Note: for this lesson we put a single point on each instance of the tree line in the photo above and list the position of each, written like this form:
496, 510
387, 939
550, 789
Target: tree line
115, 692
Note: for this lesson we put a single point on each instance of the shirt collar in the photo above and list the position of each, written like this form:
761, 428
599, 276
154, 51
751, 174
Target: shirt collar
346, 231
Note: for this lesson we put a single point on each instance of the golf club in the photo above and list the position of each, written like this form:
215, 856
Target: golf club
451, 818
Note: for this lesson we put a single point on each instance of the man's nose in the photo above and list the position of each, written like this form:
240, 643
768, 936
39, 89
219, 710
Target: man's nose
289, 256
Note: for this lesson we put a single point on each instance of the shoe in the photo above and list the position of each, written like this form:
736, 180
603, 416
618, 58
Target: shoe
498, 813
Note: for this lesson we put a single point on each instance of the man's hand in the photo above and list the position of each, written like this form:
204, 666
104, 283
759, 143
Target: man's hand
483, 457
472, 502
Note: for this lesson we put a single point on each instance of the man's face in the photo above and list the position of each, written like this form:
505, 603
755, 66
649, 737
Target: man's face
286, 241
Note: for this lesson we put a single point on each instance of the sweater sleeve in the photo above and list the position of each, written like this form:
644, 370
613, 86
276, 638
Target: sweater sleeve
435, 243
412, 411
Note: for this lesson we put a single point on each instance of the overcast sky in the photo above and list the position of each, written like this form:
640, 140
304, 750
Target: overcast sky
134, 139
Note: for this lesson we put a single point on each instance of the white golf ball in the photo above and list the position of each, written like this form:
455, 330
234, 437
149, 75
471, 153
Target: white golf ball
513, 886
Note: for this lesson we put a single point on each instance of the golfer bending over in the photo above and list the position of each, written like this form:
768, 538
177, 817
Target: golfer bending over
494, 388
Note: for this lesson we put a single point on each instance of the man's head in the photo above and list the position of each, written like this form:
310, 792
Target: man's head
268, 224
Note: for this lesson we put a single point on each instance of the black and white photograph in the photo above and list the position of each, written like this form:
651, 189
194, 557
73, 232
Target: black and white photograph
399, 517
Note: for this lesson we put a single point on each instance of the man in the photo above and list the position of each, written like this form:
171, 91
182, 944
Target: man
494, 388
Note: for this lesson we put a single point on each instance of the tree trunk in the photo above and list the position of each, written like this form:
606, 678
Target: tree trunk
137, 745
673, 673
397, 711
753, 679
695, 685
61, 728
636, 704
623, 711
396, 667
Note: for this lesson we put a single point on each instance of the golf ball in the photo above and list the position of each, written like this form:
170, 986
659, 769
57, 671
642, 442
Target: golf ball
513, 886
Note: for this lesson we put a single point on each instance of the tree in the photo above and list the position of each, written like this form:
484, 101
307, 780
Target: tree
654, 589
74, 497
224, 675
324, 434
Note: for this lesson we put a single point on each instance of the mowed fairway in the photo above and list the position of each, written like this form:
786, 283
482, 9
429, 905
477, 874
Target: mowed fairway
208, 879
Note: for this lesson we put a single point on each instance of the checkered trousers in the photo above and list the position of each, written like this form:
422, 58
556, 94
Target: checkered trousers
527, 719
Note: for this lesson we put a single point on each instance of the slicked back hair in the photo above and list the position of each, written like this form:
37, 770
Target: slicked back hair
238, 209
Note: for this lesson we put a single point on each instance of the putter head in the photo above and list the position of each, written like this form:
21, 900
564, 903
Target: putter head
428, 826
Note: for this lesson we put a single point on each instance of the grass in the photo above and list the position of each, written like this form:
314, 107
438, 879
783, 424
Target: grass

····················

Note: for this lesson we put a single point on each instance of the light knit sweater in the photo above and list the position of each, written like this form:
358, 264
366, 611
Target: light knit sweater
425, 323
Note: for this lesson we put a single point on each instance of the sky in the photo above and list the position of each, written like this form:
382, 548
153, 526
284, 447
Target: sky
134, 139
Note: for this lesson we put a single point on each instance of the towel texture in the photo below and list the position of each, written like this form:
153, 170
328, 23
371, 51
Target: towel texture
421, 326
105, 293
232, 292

····················

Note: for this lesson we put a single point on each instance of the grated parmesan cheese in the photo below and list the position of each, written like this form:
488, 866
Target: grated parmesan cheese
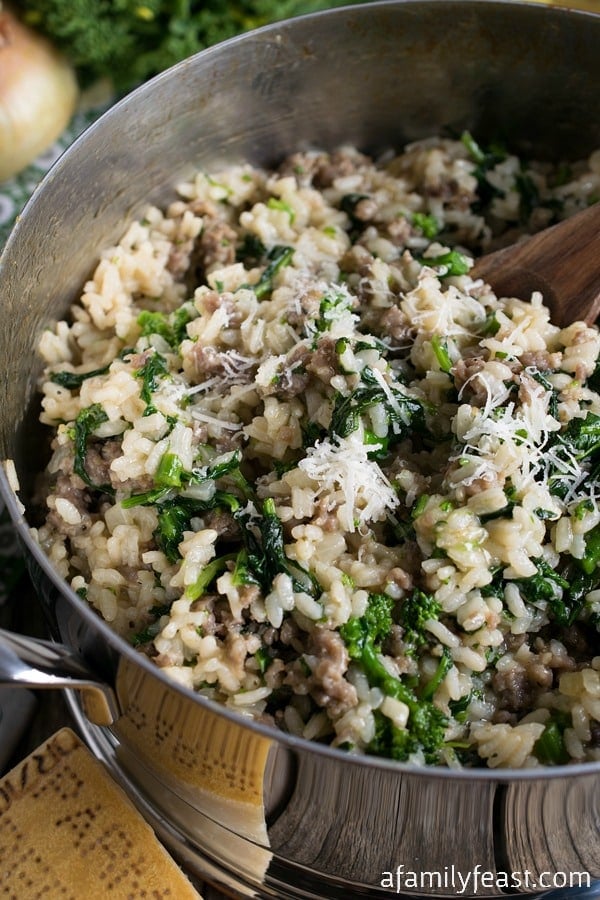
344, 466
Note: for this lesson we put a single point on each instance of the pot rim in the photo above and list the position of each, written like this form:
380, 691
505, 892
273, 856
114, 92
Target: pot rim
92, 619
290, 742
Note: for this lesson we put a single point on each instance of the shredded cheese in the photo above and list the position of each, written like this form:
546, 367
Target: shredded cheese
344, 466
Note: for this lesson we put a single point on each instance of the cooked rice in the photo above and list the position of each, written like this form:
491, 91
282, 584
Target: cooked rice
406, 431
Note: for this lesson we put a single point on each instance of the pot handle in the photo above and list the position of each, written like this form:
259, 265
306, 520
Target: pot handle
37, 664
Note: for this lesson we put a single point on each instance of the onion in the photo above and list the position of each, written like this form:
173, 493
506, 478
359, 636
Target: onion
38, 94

····················

▸ PROBLEM:
Find each line in the entries above that contains the word "parmesan", and copy those lines.

▸ PROBLEM SOLUTION:
Note: for this lesson we put a single point on each instance of the grated parmesan cheese in the photo below and list the position of each, written like this form:
Target: grated parmesan cheese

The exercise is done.